» Exercise requirements
Repeat everything in the data below from the line containing "Query: bright purple bloom" down to the line containing "53], [195, 64]]", keeping both of those lines and changing nothing.

Dataset records:
=====
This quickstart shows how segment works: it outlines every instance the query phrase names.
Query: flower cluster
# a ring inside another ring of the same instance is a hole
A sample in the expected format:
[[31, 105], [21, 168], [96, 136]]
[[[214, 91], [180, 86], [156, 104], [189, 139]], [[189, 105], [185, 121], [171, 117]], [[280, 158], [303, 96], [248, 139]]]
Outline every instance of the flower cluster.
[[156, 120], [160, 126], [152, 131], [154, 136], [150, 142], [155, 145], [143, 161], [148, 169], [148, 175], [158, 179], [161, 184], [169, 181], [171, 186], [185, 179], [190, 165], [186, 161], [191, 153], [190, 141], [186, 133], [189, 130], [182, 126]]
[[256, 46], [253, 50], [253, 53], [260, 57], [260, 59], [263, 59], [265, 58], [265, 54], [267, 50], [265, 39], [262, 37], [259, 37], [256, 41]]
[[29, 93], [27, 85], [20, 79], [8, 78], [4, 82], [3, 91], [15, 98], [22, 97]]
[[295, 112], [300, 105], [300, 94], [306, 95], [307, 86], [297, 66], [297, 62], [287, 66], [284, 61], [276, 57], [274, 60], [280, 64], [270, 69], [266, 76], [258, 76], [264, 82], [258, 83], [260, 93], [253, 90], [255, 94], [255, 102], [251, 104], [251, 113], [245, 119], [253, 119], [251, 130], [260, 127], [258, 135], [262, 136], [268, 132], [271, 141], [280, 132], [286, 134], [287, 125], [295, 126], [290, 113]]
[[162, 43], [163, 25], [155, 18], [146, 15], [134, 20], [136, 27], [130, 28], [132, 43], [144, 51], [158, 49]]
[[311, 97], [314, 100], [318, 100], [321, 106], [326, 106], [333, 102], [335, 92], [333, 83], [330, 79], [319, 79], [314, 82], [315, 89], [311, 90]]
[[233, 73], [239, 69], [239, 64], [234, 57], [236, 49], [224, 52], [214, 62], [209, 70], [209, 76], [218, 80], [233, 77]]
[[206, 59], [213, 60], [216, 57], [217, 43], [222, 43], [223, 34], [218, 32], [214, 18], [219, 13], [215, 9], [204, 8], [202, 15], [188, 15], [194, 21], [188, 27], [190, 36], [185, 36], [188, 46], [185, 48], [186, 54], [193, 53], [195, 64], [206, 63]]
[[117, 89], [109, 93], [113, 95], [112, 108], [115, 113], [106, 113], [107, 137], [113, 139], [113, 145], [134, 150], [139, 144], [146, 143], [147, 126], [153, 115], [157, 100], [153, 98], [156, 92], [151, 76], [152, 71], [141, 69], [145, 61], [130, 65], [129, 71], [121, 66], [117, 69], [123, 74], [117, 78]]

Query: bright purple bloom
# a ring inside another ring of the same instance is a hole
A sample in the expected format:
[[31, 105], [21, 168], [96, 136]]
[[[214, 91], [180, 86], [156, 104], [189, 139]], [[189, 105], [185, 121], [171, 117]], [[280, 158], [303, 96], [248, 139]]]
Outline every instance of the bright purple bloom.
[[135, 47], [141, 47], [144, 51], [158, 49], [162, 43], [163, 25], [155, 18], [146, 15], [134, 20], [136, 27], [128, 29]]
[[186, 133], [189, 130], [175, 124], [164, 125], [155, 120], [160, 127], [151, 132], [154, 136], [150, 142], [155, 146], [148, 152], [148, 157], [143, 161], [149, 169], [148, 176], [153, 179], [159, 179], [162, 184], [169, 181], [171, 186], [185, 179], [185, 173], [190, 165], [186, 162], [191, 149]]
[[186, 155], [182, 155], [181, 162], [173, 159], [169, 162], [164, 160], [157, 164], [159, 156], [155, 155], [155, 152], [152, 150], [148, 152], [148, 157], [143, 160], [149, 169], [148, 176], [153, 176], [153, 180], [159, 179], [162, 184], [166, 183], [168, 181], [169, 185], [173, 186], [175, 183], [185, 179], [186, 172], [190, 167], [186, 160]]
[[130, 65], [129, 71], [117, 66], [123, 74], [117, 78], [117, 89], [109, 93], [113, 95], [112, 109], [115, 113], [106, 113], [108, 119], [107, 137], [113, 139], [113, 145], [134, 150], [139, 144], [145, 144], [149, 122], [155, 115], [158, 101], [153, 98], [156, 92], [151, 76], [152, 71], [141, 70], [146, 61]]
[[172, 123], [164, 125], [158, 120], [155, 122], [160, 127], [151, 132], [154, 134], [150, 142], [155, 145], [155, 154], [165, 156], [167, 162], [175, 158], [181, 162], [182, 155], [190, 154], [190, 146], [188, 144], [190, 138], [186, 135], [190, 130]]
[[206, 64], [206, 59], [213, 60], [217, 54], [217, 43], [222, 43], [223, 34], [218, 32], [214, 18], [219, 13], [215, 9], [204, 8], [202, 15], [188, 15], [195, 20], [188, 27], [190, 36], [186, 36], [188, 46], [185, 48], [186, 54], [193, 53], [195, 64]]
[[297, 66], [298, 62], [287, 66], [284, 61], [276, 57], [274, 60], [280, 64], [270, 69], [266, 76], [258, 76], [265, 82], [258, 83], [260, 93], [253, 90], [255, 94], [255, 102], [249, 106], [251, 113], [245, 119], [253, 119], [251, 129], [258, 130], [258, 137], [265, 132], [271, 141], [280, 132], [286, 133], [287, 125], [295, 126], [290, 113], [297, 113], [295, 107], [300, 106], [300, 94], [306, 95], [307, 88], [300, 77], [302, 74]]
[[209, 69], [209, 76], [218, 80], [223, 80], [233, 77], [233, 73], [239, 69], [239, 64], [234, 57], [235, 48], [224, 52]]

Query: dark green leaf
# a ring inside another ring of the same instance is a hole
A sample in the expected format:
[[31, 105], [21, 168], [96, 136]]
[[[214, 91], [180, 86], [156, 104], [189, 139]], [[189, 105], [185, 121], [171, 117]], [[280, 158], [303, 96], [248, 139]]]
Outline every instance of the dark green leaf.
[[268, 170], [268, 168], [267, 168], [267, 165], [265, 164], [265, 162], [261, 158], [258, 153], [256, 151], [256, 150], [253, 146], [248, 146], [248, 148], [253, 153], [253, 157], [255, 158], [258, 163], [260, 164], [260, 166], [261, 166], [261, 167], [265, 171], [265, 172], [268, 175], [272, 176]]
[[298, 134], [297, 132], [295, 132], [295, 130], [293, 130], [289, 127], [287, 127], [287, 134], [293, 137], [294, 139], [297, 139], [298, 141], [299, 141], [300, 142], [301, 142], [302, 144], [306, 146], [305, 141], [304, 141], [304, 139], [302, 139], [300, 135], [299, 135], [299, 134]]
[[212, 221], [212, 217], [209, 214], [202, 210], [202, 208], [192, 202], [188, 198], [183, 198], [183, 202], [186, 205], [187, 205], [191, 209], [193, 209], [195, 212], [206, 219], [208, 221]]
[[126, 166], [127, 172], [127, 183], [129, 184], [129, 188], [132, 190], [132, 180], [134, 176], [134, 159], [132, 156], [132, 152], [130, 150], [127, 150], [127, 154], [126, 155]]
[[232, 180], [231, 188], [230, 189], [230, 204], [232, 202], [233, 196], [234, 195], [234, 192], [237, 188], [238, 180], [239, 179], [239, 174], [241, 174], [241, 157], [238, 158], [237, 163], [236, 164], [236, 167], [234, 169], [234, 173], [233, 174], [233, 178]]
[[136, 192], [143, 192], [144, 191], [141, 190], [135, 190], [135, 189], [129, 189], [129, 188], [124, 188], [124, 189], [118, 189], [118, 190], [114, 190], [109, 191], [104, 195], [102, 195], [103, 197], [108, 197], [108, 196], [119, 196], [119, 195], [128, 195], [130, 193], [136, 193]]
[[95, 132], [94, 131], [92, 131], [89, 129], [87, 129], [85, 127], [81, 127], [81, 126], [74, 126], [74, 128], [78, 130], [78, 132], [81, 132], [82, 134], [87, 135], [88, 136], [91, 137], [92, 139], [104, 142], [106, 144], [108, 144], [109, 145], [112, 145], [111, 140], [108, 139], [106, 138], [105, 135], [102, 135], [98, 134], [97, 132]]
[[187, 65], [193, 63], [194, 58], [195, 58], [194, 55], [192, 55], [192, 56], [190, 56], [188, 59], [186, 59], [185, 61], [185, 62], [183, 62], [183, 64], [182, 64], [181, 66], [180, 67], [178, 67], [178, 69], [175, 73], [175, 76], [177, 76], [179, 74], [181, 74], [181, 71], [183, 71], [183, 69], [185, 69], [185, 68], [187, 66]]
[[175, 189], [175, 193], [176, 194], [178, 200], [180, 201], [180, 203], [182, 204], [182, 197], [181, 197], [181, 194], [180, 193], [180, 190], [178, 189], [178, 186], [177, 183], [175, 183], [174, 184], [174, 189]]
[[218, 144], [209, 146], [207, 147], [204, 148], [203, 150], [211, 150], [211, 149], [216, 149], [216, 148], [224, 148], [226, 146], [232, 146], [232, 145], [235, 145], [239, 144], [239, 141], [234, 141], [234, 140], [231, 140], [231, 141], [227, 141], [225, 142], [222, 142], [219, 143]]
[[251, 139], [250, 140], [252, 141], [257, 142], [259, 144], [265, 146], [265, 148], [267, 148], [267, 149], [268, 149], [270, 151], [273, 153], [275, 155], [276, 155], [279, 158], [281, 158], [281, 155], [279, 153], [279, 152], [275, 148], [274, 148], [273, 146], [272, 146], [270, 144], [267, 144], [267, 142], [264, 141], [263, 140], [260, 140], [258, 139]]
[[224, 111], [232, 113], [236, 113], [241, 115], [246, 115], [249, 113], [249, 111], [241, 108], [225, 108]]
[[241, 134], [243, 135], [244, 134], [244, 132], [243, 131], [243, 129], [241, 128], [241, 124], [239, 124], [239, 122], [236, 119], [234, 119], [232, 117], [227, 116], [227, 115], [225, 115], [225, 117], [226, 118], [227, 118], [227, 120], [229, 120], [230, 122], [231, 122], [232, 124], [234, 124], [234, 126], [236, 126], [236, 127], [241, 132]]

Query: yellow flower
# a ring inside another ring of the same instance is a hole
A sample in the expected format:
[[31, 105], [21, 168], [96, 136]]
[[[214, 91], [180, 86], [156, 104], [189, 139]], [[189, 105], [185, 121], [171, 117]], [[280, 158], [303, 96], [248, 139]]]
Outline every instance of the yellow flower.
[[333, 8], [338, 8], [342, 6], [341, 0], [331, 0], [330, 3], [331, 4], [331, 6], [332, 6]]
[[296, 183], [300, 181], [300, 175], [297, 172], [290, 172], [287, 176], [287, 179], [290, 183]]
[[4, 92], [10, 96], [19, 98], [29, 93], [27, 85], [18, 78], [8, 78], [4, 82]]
=====
» Output for this exercise
Query: bright purple bloom
# a ring inside another ring of the same instance is a hole
A sample in the expected format:
[[31, 105], [21, 168], [96, 136]]
[[[214, 91], [180, 86], [156, 104], [189, 139]], [[189, 105], [185, 121], [171, 117]], [[280, 158], [303, 96], [248, 139]]]
Outline every instance of the bright purple bloom.
[[135, 47], [141, 47], [144, 51], [158, 49], [162, 43], [163, 25], [155, 18], [146, 15], [134, 20], [136, 27], [128, 29]]
[[186, 133], [189, 130], [175, 124], [164, 125], [155, 120], [160, 127], [151, 132], [154, 136], [150, 142], [155, 146], [148, 152], [148, 157], [143, 161], [149, 169], [148, 176], [153, 179], [159, 179], [162, 184], [169, 181], [171, 186], [185, 179], [185, 173], [190, 165], [186, 162], [191, 149]]
[[186, 155], [182, 155], [181, 162], [173, 159], [169, 162], [164, 160], [157, 164], [159, 156], [155, 155], [155, 152], [152, 150], [148, 152], [148, 157], [143, 160], [149, 169], [148, 176], [153, 176], [153, 180], [159, 179], [162, 184], [166, 183], [168, 181], [169, 185], [173, 186], [175, 183], [185, 179], [186, 172], [190, 167], [186, 160]]
[[130, 65], [129, 71], [117, 66], [123, 74], [117, 78], [117, 89], [109, 93], [113, 95], [112, 109], [115, 113], [106, 113], [108, 119], [107, 137], [113, 139], [113, 145], [134, 150], [139, 144], [145, 144], [149, 122], [155, 115], [158, 101], [153, 98], [156, 92], [151, 76], [152, 71], [141, 70], [146, 61]]
[[172, 123], [164, 125], [158, 120], [155, 122], [160, 127], [151, 132], [154, 134], [150, 142], [155, 145], [155, 154], [165, 156], [167, 162], [175, 158], [181, 162], [182, 155], [190, 154], [190, 146], [188, 144], [190, 138], [186, 135], [190, 130]]
[[206, 64], [206, 59], [213, 60], [217, 54], [217, 43], [222, 43], [223, 34], [218, 32], [214, 18], [219, 13], [215, 9], [204, 8], [202, 15], [188, 15], [195, 20], [188, 27], [190, 36], [186, 36], [188, 46], [185, 48], [186, 54], [193, 53], [195, 64]]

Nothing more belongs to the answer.